課題の指示
1. 本文のうち、「20173月に幼稚園教育要領」から下って「ようになっていたからである。」までのすべてを、一字も変えずに書き写しなさい。
2. 本文を読み、次の問いに答えなさい。
(a) 筆者が大学に入学したのは何年か。
(b) 大学入学時、筆者は何をめざしたか。
(c) 「アクティブ・ラーニング」の強調について、筆者が最も心配したことは何か。
3. 次の各文が本文の内容と合っているかどうかを答えなさい。判断の根拠となる本文の言葉をそのまま引用すること。
(a) 筆者は今こそ50年を振り返りたいと考えている。
(b) 音楽教育学会も創立50周年らしい。
(c) 筆者は「音楽科におけるアクティブ・ラーニング」といった題の研究を有意義だと考えている。
═════ 本文 ═════
私は1969年に大学に入学した。中学校の音楽教師をめざしたので、この時から私は音楽教育に関わってきたことになる。それから本年3月でちょうど50年たった。奇しくも、音楽教育学会も創立50周年らしい。ただ、まだ50年を振り返る気にはなれない。歴史研究の対象としては、この50年はまだまだ近すぎるし、生々しい話も多い。また、過去を振り返っている余裕も私にはない。しかし、せっかく紙幅をいただけるので、最近気になっていることについて書いておくことにする。

20173月に幼稚園教育要領、小学校学習指導要領及び中学校学習指導要領が改訂された。続いて同年4月に特別支援学校、20183月に高等学校学習指導要領が改訂された。この学習指導要領の改訂が日程に上って来た当初から、私は嫌な気がしていた。「カリキュラム・マネジメント」「アクティブ・ラーニング」などの怪しげなカタカナ語が、文部科学省の関係者によって頻繁に語られるようになっていたからである。

アクティブ・ラーニングに関して言えば、学習がアクティブ(能動的)なほうがよいのは当たり前のことである。当たり前のことをあえて「アクティブ・ラーニング」と強調するのは、そこに何らかの教育思想や特定の教育方法があると疑うのが当然である。私は、少なくとも音楽科の学習に関する限り、教育内容(学習内容)を想定しない教育思想や学習方法に関する議論に反対する(この考えはある時期に私が主張してきたこととの間に矛盾もあることは自覚している)。当然のことながら「音楽科におけるアクティブ・ラーニング」(「アクティブ・ラーニング」を「主体的・対話的で深い学び」と置き換えたところでまったく同じである)などというようなタイトルの研究は無意味だと考えている。そして最も心配したのは、「アクティブ・ラーニング」の強調が教育内容の軽視に結び付くことであった。
═════ 提供資料 ═════
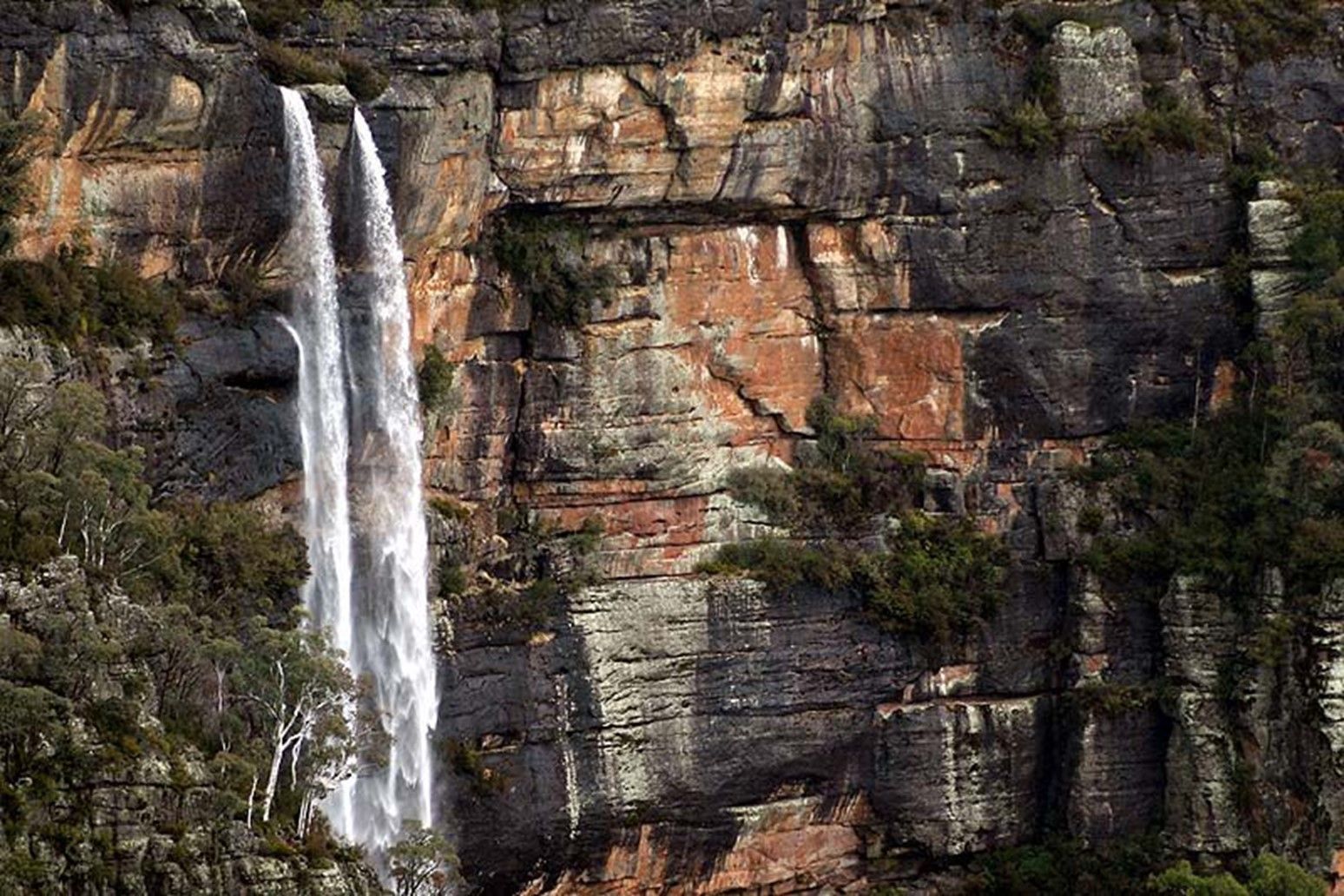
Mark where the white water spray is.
[281,88,437,859]
[336,110,438,853]
[280,88,352,829]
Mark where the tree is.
[230,616,356,834]
[387,820,457,896]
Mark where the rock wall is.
[8,0,1344,892]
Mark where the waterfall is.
[280,88,353,830]
[336,109,437,853]
[281,88,437,860]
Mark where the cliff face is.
[8,0,1344,892]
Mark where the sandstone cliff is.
[0,0,1344,892]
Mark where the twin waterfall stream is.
[281,88,437,857]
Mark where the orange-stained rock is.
[524,795,873,896]
[831,314,966,440]
[1209,360,1236,412]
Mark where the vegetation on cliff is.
[965,837,1327,896]
[1079,175,1344,601]
[701,399,1006,642]
[1102,89,1222,161]
[486,214,613,326]
[0,361,380,889]
[0,112,181,346]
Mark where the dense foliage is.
[968,837,1327,896]
[0,361,371,886]
[438,511,603,636]
[257,40,388,102]
[415,344,457,414]
[1188,0,1325,62]
[1079,175,1344,609]
[1102,89,1222,161]
[701,399,1005,641]
[0,247,181,346]
[488,214,613,326]
[0,112,181,346]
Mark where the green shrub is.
[257,40,346,88]
[1197,0,1325,62]
[696,399,1006,642]
[1289,182,1344,289]
[488,214,614,326]
[1102,91,1222,161]
[1069,681,1157,716]
[415,344,457,414]
[0,247,181,346]
[438,563,469,598]
[1246,853,1329,896]
[856,513,1006,642]
[979,99,1062,155]
[968,837,1161,896]
[336,52,388,102]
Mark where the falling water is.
[280,88,352,830]
[336,110,437,853]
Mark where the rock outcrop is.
[8,0,1344,892]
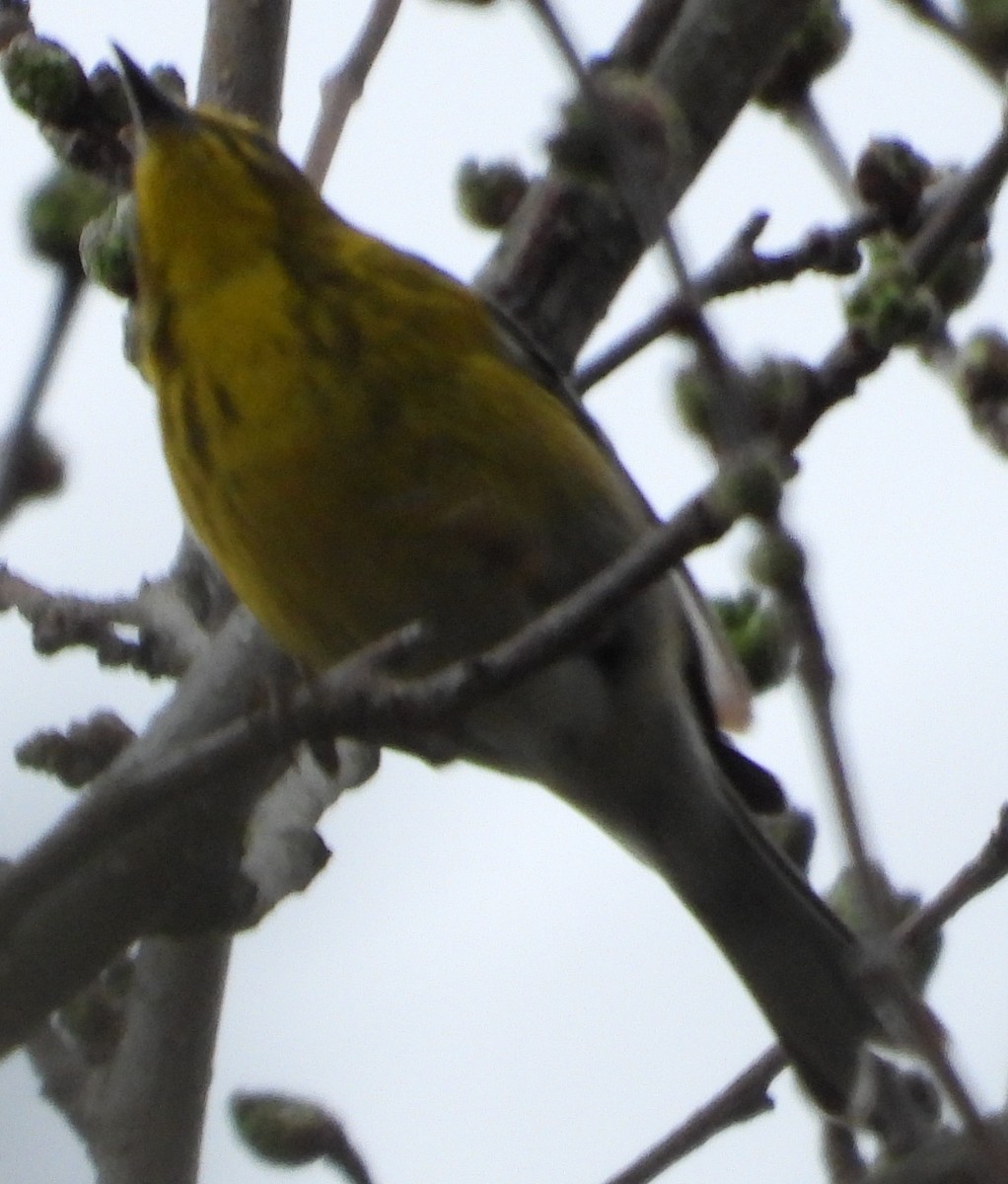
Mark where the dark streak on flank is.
[212,383,242,424]
[179,386,211,473]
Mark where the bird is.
[114,46,878,1115]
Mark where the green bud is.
[749,531,806,592]
[456,159,529,230]
[959,0,1008,67]
[758,806,815,871]
[25,166,111,272]
[711,588,794,692]
[81,194,136,298]
[748,357,814,434]
[927,239,991,314]
[756,0,850,109]
[0,34,91,128]
[231,1093,332,1167]
[844,244,941,349]
[672,363,717,443]
[955,330,1008,456]
[826,865,942,990]
[546,69,685,183]
[854,140,933,230]
[88,61,131,128]
[715,457,782,520]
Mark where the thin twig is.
[304,0,402,189]
[606,1048,788,1184]
[787,565,1001,1182]
[574,212,883,392]
[0,267,84,522]
[782,91,862,214]
[606,806,1008,1184]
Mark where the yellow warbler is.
[119,53,874,1112]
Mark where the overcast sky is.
[0,0,1008,1184]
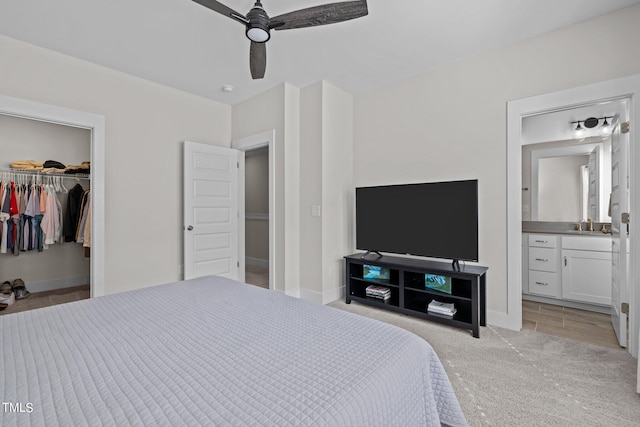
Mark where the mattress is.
[0,276,466,427]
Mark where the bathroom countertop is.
[522,221,611,237]
[522,229,611,237]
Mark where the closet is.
[0,115,91,312]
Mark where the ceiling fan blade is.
═════
課題ごとの解答
1.
20173月に幼稚園教育要領、小学校学習指導要領及び中学校学習指導要領が改訂された。続いて同年4月に特別支援学校、20183月に高等学校学習指導要領が改訂された。この学習指導要領の改訂が日程に上って来た当初から、私は嫌な気がしていた。「カリキュラム・マネジメント」「アクティブ・ラーニング」などの怪しげなカタカナ語が、文部科学省の関係者によって頻繁に語られるようになっていたからである。

2.
(a) 1969年
(b) 中学校の音楽教師
(c) 「アクティブ・ラーニング」の強調が教育内容の軽視に結び付くこと

3.
(a) いいえ。「まだ50年を振り返る気にはなれない」
(b) はい。「音楽教育学会も創立50周年らしい」
(c) いいえ。「などというようなタイトルの研究は無意味だと考えている」